Saved entries:

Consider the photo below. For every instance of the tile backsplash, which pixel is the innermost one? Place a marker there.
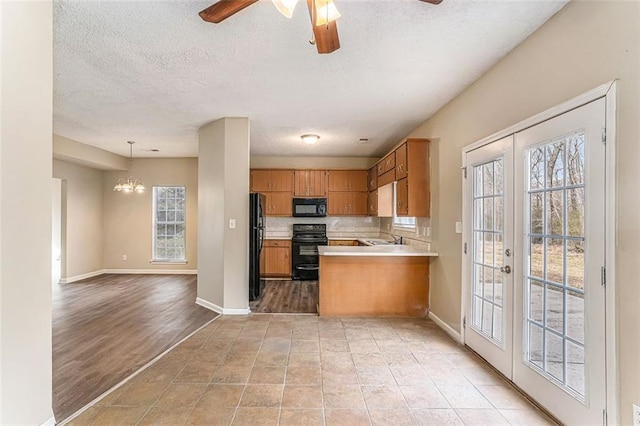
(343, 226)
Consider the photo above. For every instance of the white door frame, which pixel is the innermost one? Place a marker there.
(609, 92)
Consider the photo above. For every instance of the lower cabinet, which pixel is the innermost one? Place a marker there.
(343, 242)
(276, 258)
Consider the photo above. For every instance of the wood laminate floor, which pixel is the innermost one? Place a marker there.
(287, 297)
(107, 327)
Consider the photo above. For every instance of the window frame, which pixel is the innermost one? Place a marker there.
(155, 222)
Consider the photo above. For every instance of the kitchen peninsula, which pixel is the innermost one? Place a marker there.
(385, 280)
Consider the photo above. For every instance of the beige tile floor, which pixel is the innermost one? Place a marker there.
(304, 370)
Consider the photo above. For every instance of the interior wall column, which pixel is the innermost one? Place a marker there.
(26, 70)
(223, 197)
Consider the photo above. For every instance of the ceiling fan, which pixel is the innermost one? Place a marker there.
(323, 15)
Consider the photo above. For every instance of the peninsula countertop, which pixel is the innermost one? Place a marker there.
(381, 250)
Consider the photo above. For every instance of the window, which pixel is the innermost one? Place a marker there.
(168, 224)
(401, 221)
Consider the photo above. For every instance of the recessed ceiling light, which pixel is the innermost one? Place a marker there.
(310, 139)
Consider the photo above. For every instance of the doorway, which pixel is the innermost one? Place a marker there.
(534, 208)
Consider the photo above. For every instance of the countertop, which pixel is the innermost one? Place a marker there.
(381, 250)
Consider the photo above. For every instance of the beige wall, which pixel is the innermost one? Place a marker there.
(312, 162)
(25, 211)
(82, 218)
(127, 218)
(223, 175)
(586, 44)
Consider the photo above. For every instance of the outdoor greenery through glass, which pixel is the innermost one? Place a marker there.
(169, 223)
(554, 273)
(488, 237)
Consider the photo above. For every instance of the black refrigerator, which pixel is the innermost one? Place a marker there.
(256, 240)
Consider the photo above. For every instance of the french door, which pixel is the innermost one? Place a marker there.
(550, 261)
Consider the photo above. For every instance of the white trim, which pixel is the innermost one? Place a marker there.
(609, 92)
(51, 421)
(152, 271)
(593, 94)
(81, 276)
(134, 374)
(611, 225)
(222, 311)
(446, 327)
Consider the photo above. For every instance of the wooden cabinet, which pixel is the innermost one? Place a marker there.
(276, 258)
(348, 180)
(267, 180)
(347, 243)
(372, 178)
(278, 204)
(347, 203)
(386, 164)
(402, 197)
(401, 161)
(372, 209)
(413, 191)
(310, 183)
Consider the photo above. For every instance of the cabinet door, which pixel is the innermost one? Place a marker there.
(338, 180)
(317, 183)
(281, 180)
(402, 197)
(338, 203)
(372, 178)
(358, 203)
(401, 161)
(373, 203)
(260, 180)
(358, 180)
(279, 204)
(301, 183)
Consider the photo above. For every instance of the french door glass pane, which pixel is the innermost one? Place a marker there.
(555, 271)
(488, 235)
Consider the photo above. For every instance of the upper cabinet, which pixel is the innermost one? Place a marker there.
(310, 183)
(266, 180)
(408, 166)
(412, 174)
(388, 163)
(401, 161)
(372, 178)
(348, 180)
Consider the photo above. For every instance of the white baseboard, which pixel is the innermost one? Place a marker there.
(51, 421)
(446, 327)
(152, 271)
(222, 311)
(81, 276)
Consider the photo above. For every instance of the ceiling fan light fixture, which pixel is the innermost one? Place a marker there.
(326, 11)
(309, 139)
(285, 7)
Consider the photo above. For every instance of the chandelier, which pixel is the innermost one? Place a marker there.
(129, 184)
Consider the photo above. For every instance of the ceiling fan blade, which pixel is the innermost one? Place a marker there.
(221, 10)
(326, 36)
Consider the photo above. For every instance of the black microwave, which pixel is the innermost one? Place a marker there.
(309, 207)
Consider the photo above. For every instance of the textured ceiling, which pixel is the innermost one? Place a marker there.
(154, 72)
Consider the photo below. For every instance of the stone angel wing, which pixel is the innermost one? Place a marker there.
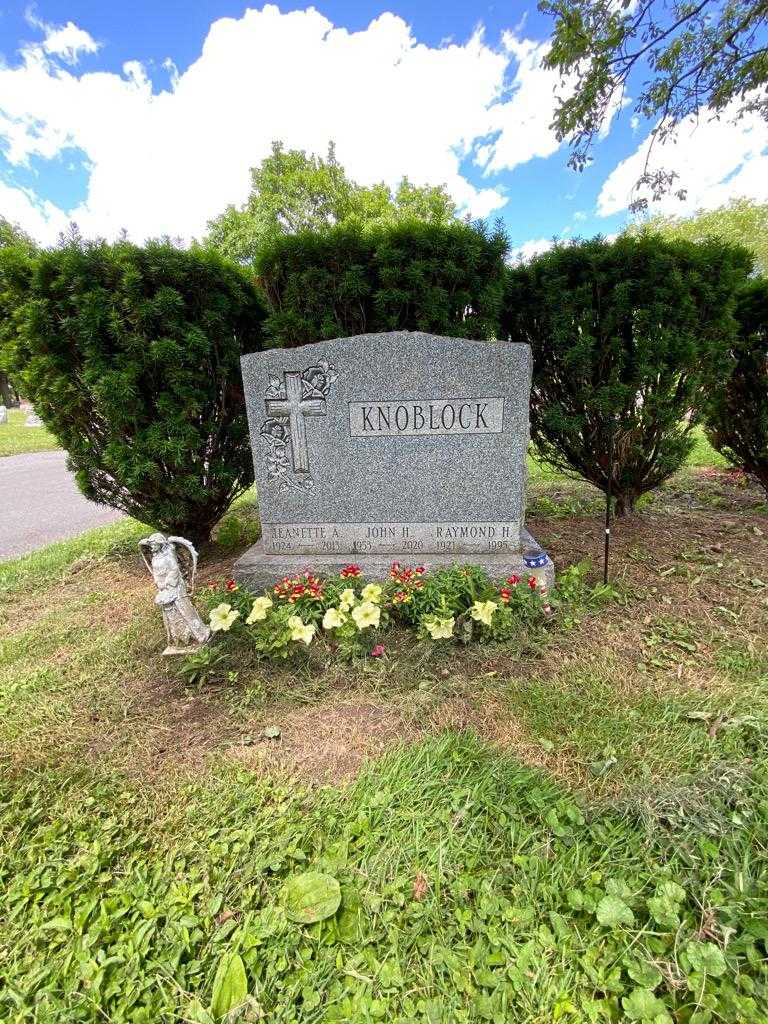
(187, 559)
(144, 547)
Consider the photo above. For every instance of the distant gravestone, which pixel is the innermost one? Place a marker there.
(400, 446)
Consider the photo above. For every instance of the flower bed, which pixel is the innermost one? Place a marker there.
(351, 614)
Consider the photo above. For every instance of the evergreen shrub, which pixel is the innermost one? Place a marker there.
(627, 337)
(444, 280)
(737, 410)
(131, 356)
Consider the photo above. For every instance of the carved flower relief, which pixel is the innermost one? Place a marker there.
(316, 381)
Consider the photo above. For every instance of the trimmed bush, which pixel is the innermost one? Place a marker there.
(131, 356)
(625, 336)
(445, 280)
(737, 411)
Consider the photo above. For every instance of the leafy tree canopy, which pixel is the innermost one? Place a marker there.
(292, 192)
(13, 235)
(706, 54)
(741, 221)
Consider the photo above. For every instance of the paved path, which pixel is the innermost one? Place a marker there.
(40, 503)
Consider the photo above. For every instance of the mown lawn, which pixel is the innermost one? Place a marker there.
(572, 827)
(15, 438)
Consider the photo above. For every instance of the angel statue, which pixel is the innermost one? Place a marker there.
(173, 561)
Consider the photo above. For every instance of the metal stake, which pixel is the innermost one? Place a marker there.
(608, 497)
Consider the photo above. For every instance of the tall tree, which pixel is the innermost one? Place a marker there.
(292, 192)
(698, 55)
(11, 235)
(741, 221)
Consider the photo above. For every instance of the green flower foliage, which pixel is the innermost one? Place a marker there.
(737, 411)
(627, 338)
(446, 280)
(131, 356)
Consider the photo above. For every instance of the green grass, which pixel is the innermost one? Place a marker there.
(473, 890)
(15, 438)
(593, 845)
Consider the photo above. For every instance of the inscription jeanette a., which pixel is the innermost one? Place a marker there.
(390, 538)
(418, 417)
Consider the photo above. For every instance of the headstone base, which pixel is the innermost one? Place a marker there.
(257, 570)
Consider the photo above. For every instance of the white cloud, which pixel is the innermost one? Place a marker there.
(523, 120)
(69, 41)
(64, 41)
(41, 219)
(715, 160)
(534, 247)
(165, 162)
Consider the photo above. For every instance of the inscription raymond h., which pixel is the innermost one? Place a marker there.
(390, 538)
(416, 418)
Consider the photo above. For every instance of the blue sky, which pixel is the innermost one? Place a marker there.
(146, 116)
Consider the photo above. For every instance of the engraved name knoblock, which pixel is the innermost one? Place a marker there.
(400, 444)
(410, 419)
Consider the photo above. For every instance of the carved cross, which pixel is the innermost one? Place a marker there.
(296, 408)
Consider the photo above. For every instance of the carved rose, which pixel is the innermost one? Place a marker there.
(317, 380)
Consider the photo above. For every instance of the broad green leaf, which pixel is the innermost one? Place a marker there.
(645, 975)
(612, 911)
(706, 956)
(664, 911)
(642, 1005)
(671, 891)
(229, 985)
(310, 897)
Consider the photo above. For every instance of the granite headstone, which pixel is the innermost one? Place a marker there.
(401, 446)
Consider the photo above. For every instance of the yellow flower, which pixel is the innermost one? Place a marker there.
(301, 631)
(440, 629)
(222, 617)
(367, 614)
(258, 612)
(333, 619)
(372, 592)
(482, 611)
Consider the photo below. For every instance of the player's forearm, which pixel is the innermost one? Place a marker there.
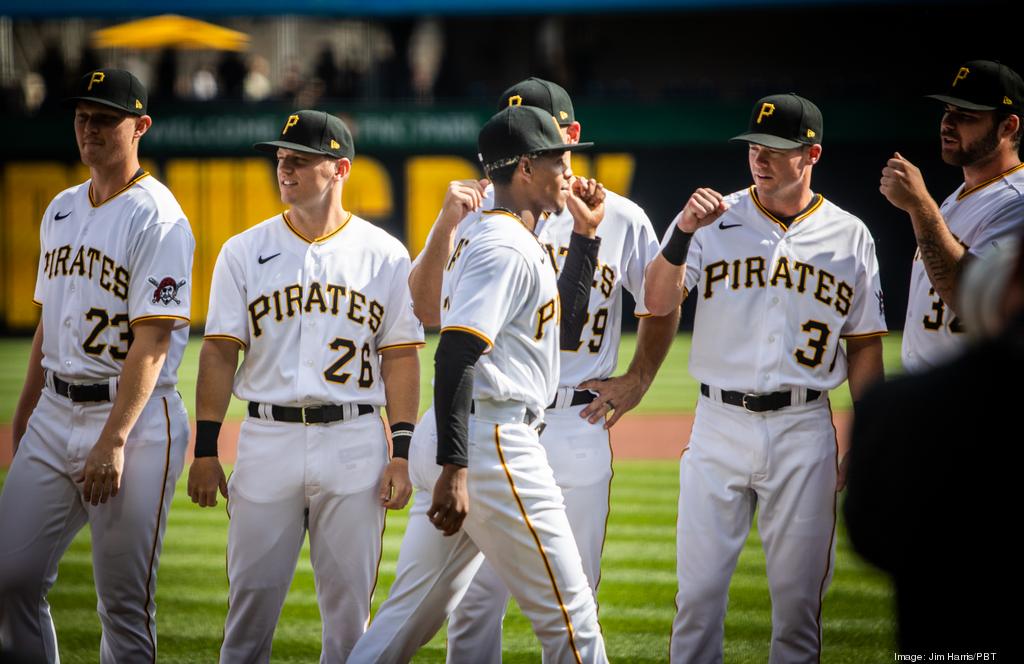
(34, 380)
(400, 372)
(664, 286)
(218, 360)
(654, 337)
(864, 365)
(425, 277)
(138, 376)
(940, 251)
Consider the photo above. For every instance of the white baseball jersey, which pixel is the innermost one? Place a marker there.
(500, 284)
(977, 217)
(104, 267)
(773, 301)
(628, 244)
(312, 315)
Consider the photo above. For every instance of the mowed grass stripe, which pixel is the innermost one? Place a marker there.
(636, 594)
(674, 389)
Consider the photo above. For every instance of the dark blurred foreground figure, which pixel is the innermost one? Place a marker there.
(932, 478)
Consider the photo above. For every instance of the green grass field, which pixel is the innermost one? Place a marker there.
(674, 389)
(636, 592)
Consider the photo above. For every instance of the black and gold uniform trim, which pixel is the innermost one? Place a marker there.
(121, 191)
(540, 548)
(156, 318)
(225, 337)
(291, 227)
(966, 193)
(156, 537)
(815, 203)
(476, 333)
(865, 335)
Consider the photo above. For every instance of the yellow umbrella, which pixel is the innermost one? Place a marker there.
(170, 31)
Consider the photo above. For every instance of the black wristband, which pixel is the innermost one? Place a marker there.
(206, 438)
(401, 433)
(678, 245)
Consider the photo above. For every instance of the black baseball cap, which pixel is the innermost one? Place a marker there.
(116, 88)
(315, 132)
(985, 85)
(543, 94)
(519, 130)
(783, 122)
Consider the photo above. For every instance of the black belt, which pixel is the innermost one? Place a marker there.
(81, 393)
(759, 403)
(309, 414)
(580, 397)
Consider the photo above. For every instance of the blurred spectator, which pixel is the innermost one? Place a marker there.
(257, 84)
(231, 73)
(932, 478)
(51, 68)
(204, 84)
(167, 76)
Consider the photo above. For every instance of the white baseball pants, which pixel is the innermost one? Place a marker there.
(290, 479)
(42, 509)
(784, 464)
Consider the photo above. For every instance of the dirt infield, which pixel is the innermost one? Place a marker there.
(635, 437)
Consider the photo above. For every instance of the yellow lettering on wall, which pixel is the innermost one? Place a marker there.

**Exercise**
Starting at the line that contains "yellow umbrella, which", reproduce each line through the end of the records exactly, both ends included.

**Answer**
Consider the photo above. For every instance of the yellow umbrella, which pixel is the innermost one? Place a marker there.
(170, 31)
Consider the photo above. For every instance of the black wristband, which pixel is the innermost one? Place a marker there.
(206, 438)
(401, 433)
(678, 245)
Consider the photo above. For every instance of the black baseball cap, which pixel is the innermost one? Place a marker there.
(116, 88)
(315, 132)
(985, 85)
(543, 94)
(519, 130)
(783, 122)
Consider the photo above. For every instance of the black belt, which pixel is the innermost one? Place a marker there.
(81, 393)
(759, 403)
(309, 414)
(580, 397)
Consider the photo above. For every instance of the blurred spectator, which pixel is the innermost one? Place a marker there.
(257, 84)
(231, 73)
(932, 478)
(51, 68)
(204, 84)
(167, 76)
Consider the photo above. For every instance of the white baseball pants, which pixel is the innermost one? Place a marker there.
(290, 479)
(42, 509)
(784, 464)
Consider the photo above. For every instance of the dirt infield, which pixel is the innermost one? Place a marker there.
(635, 437)
Consider the photo above. For every instance of the yellow lettering on wall, which pixel is the innermost one? Place a marker there.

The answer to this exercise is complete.